Page
* * *

Procédure devant la Cour :
Par une requête et un mémoire enregistrés le 23 juillet 2018 et le 14 février 2019, Mme D..., représentée par Me Candon, demande à la Cour :
1°) d'annuler le jugement du tribunal administratif de Marseille du 27 juin 2018 ;
2°) d'annuler l'arrêté du préfet des Bouches-du-Rhône du 20 février 2018 ;
3°) d'enjoindre au préfet des Bouches-du-Rhône de lui délivrer un titre de séjour et à défaut de procéder au réexamen de sa situation dans un délai d'un mois à compter de la notification de l'arrêt à intervenir ;
4°) de mettre à la charge de l'Etat la somme de 1 500 euros en application des dispositions des articles 37 et 75 de la loi du 10 juillet 1991.
Elle soutient que :
- la commission du titre de séjour n'a pas été saisie en violation de l'article L. 313-14 du code de l'entrée et du séjour des étrangers et du droit d'asile, alors qu'elle justifie résider en France depuis plus de dix ans à la date de l'arrêté en litige ;
- cet arrêté porte une atteinte disproportionnée à son droit au respect de sa vie privée et familiale en violation des stipulations de l'article 8 de la convention européenne de sauvegarde des droits de l'homme et des libertés fondamentales et des dispositions du 7°) de l'article L. 313-11 du code de l'entrée et du séjour des étrangers et du droit d'asile ;
- il est entaché d'une erreur manifeste d'appréciation quant à ses conséquences sur sa situation personnelle ;
- il méconnaît les dispositions de l'article L. 313-14 du code de l'entrée et du séjour des étrangers et du droit d'asile, dès lors qu'elle justifie de motifs exceptionnels et humanitaires d'admission au séjour ;
- le délai de départ volontaire de trente jours est entaché d'erreur manifeste d'appréciation au regard des dispositions de l'article L. 511-1-II du code de l'entrée et du séjour des étrangers et du droit d'asile.
Par un mémoire en défense, enregistré le 30 janvier 2019, le préfet des Bouches-du-Rhône conclut au rejet de la requête.

* * *

Jeu de données
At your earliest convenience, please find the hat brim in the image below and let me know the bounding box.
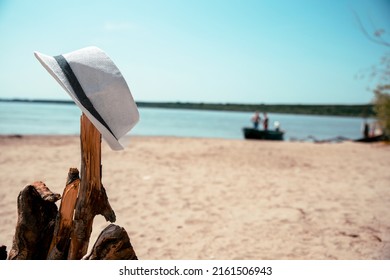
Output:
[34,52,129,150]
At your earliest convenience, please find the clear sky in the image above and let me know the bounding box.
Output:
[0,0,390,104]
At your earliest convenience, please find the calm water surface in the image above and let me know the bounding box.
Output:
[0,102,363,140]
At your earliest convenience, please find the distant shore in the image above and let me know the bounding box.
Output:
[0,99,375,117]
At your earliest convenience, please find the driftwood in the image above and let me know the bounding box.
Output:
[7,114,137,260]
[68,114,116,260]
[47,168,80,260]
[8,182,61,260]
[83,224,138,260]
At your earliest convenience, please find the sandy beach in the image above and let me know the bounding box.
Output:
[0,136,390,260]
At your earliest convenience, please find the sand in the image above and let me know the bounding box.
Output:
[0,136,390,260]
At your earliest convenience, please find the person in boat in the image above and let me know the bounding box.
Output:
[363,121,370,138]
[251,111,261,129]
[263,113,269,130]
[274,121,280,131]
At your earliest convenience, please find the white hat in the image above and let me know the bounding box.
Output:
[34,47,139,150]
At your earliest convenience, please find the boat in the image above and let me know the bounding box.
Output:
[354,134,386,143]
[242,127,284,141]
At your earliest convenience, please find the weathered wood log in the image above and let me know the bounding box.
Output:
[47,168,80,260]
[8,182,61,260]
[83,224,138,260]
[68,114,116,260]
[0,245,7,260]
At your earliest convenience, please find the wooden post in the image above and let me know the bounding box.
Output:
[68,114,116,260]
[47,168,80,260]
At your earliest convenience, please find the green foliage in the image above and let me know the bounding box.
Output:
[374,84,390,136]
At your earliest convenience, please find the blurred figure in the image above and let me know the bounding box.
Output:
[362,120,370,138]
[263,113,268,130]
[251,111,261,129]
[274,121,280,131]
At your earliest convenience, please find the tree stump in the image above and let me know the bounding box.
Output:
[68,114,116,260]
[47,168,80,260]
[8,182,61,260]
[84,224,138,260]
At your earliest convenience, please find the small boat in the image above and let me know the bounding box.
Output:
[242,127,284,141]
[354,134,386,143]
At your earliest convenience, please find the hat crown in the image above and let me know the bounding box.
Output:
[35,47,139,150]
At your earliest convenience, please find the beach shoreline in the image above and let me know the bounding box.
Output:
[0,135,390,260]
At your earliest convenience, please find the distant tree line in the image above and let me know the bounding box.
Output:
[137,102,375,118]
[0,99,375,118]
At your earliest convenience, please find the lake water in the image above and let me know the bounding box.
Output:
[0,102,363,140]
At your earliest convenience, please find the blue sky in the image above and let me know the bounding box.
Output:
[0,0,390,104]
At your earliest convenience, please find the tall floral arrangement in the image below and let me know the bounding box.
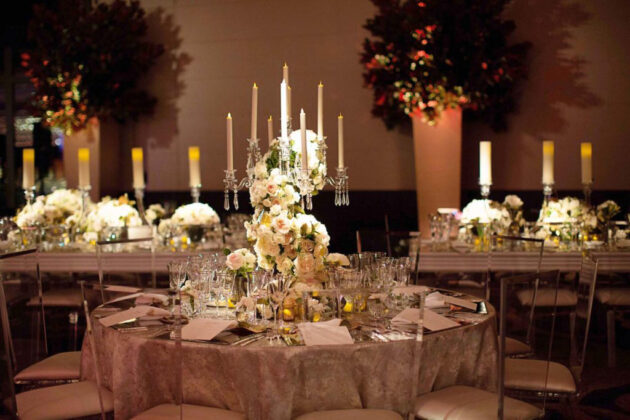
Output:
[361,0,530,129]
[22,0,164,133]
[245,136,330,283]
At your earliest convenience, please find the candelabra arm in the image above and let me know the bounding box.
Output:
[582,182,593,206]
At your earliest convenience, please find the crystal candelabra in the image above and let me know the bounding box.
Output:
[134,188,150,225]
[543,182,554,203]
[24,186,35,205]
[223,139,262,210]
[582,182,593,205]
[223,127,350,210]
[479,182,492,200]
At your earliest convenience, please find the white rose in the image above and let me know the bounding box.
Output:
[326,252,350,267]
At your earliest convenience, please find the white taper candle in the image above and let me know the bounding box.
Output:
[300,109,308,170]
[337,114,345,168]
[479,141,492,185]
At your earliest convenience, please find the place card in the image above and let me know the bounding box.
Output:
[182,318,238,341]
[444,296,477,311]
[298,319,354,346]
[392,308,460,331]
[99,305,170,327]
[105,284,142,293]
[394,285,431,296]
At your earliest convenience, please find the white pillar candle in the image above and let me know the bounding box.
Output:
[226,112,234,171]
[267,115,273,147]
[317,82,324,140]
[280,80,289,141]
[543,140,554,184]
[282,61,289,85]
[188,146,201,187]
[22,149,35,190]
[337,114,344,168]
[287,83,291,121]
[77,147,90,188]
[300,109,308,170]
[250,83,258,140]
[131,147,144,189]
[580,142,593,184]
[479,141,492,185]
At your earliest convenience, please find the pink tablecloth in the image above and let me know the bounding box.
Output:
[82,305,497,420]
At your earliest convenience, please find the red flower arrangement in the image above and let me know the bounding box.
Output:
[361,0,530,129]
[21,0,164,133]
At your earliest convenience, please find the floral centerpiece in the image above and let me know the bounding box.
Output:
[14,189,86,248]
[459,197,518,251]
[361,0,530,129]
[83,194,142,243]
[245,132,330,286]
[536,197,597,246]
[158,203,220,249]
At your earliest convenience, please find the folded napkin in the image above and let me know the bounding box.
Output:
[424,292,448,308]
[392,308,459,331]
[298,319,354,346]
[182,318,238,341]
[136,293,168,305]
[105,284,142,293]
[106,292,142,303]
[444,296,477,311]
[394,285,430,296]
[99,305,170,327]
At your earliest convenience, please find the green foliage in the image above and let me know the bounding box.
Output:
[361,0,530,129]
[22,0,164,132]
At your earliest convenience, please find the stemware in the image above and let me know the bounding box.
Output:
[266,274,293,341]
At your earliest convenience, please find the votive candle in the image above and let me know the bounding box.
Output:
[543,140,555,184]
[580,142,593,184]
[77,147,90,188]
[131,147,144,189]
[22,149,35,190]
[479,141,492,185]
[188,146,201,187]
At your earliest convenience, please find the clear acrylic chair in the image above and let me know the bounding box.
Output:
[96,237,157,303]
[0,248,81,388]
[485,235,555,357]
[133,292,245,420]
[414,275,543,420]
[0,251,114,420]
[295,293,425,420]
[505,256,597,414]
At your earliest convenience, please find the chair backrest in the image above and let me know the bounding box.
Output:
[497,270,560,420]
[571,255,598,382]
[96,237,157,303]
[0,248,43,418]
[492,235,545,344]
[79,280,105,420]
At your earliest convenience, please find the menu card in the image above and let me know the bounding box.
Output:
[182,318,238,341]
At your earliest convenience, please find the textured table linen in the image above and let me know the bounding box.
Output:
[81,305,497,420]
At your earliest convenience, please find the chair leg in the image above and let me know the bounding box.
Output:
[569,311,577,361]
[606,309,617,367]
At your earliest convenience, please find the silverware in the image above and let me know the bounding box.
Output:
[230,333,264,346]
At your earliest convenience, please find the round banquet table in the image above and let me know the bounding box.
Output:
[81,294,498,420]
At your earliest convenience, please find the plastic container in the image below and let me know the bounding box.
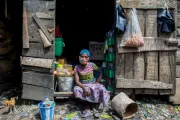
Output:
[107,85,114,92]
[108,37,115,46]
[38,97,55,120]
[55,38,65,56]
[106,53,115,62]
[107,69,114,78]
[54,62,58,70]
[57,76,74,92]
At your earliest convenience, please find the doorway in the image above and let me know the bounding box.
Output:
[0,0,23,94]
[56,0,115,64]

* * *

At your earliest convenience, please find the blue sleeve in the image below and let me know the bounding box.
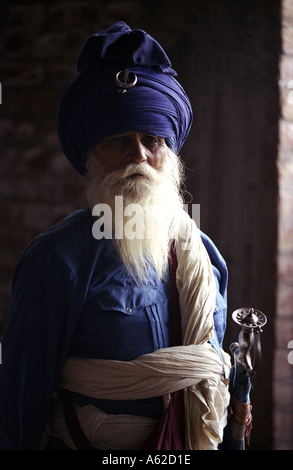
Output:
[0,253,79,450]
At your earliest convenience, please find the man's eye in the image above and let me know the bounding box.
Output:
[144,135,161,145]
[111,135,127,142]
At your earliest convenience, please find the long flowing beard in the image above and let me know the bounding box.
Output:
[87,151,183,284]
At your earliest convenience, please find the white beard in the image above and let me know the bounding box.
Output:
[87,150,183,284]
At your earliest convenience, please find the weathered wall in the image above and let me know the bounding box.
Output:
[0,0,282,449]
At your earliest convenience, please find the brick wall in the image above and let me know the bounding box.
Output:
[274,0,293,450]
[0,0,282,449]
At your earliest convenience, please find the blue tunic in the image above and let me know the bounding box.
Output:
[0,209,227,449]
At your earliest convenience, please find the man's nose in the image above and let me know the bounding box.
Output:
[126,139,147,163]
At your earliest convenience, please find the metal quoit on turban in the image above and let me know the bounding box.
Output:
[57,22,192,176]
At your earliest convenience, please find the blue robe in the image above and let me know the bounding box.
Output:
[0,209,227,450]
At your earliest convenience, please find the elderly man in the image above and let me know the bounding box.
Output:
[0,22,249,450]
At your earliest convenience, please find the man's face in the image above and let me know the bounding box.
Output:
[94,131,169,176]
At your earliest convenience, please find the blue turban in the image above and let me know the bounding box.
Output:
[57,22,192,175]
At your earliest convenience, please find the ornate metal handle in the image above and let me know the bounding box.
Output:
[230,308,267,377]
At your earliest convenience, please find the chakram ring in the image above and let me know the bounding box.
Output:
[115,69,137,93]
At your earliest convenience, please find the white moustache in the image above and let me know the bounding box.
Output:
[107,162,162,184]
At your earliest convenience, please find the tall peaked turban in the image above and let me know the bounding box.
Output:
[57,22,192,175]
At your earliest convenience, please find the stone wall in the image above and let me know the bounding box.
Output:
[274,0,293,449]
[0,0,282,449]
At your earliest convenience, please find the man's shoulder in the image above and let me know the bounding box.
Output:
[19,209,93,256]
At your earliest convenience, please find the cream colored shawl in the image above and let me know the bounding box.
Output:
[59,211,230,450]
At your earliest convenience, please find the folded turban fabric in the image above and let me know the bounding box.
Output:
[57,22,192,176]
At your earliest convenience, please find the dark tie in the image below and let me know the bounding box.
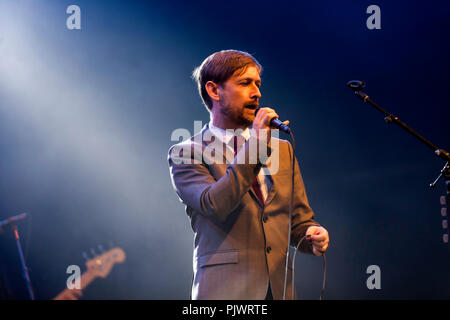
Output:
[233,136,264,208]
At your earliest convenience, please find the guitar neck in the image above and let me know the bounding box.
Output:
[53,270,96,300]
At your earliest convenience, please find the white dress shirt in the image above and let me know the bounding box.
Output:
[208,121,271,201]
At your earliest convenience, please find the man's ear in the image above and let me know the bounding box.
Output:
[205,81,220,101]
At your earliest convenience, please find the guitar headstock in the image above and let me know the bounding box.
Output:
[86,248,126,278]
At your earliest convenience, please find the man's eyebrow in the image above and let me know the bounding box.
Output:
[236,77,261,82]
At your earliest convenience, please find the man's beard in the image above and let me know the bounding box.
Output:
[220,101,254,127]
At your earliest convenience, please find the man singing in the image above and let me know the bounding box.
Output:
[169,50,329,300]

* * *

Consigne 1
Quelle somme Mme D... demande-t-elle de mettre à la charge de l'État dans la procédure devant la Cour ?
Consigne 2
Recopiez le passage de la procédure devant la Cour qui commence aux mots « Procédure devant la » et s'arrête après « 10 juillet 1991. ».
Consigne 3
Poursuivez le texte de la procédure devant la Cour à la suite de sa dernière phrase.

Résultat 1
La somme de 1 500 euros.

Résultat 2
Procédure devant la Cour :
Par une requête et un mémoire enregistrés le 23 juillet 2018 et le 14 février 2019, Mme D..., représentée par Me Candon, demande à la Cour :
1°) d'annuler le jugement du tribunal administratif de Marseille du 27 juin 2018 ;
2°) d'annuler l'arrêté du préfet des Bouches-du-Rhône du 20 février 2018 ;
3°) d'enjoindre au préfet des Bouches-du-Rhône de lui délivrer un titre de séjour et à défaut de procéder au réexamen de sa situation dans un délai d'un mois à compter de la notification de l'arrêt à intervenir ;
4°) de mettre à la charge de l'Etat la somme de 1 500 euros en application des dispositions des articles 37 et 75 de la loi du 10 juillet 1991.

Résultat 3
Il soutient que :
- le moyen tiré de la méconnaissance des dispositions de l'alinéa 2 de l'article L. 313-14 du code de l'entrée et du séjour des étrangers et du droit d'asile est irrecevable dès lors que seuls des moyens de légalité interne ont été soulevés en première instance ;
- les autres moyens soulevés par la requérante ne sont pas fondés.
Mme D... a été admise au bénéfice de l'aide juridictionnelle totale par une décision du 26 octobre 2018.
Vu les autres pièces du dossier.
Vu :
- la convention européenne de sauvegarde des droits de l'homme et des libertés fondamentales ;
- le code de l'entrée et du séjour des étrangers et du droit d'asile ;
- la loi n° 91-647 du 10 juillet 1991 ;
- le code de justice administrative.
La présidente de la Cour a désigné M. Georges Guidal, président assesseur, pour présider la formation de jugement en application de l'article R. 222-26 du code de justice administrative.
Le président de la formation de jugement a dispensé le rapporteur public, sur sa proposition, de prononcer des conclusions à l'audience.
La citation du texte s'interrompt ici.